-- Opening Marker --

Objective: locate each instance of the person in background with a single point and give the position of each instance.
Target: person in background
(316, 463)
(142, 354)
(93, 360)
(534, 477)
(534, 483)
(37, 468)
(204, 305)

-- Closing Marker --

■ Exercise goal
Set down each line of the material above again, exactly.

■ Written answer
Objective: locate each instance of the person in background with a single point and give the position of each instance.
Target: person in background
(316, 463)
(142, 354)
(93, 360)
(534, 477)
(534, 483)
(37, 468)
(204, 305)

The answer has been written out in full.